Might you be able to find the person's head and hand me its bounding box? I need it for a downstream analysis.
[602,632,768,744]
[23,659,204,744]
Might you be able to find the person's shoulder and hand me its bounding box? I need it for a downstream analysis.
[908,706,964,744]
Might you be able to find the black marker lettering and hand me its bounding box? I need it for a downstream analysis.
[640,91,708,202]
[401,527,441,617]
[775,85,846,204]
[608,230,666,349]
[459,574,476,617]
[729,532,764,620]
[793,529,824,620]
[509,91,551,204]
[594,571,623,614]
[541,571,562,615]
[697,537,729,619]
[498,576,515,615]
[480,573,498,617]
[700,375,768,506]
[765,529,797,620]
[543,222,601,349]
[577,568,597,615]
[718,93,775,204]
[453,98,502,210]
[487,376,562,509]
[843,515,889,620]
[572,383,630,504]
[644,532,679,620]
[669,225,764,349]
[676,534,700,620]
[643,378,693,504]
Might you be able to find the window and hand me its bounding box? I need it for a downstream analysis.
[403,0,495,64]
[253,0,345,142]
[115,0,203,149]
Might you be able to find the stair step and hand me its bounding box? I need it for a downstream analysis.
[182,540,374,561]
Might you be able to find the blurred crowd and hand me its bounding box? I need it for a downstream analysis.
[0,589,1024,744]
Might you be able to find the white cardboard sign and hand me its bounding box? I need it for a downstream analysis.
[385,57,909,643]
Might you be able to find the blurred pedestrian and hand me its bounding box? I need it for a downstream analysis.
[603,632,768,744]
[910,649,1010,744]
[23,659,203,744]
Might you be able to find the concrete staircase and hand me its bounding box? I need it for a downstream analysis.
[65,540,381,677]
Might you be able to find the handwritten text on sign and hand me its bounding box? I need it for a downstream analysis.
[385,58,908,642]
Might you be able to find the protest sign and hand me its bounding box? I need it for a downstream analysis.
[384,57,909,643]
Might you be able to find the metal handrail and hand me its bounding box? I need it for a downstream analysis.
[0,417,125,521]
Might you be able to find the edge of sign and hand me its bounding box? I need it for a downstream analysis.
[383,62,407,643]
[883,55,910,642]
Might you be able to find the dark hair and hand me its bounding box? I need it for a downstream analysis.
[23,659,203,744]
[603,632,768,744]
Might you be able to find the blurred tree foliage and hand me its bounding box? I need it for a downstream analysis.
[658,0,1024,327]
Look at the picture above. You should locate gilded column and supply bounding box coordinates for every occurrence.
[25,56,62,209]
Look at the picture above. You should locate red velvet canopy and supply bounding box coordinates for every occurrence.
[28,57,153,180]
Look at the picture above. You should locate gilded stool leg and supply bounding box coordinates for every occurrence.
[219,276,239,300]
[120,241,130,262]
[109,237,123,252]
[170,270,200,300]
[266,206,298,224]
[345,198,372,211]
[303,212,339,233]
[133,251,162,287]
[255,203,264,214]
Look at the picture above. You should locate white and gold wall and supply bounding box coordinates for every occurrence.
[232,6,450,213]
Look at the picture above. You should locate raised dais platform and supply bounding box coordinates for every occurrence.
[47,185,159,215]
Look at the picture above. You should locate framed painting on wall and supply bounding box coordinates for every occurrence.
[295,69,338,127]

━━━━━━━━━━━━━━━━

What you are asked to do:
Render the records from the line containing "Might you be able to find the handwritten" through the line containing "[384,57,909,643]", both included, as a JSON list of strings with one string per line and no blank lines.

Exercise answer:
[
  "Might you be able to find the handwritten text on sign and hand me its bounding box? I need it for a downstream analysis.",
  "[385,58,908,642]",
  "Might you be able to find the protest sign and hand me its bounding box? I need it for a downstream analysis.",
  "[384,57,909,643]"
]